Action item -> Transcribe all records exactly.

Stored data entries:
◆ ◆ ◆ ◆ ◆
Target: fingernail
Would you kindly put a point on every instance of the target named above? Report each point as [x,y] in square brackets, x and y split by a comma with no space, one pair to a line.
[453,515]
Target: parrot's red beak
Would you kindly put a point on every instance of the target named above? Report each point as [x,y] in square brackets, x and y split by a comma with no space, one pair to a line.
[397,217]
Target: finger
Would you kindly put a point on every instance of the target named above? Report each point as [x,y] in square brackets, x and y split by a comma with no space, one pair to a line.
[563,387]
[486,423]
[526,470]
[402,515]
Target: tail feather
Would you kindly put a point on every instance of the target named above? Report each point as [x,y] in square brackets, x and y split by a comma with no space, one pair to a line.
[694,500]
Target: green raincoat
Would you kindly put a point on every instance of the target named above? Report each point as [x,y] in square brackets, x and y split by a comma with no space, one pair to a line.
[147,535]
◆ ◆ ◆ ◆ ◆
Exercise solution ->
Target: fingernail
Would you kindly put a point on every instance of the target named above? Report each point as [x,y] in square brackets, x and y split by a comma with no space, one pair to a line.
[453,515]
Target: parrot's red beak
Would you kindly put a point on every instance of the target named above? Report each point as [x,y] in square brackets, x and y split by a comma with no space, one pair to a line.
[397,217]
Target: finger
Would you kindly put a point on every instance of the target named above? Report each point as [x,y] in square brackets, x and y split by a comma with no space, one pair to a line.
[563,387]
[486,423]
[526,470]
[402,515]
Target: tail feather
Would you kindly put a point on every instance of the target named above? Report each point as [x,y] in square brackets, x and y split by a comma with no space, one pair to a line.
[694,500]
Target: green raincoat
Would you kindly put a point on every instance of the target named above? Report each point as [x,y] in square brackets, x and y split by a comma with no space, one pair to a line.
[147,535]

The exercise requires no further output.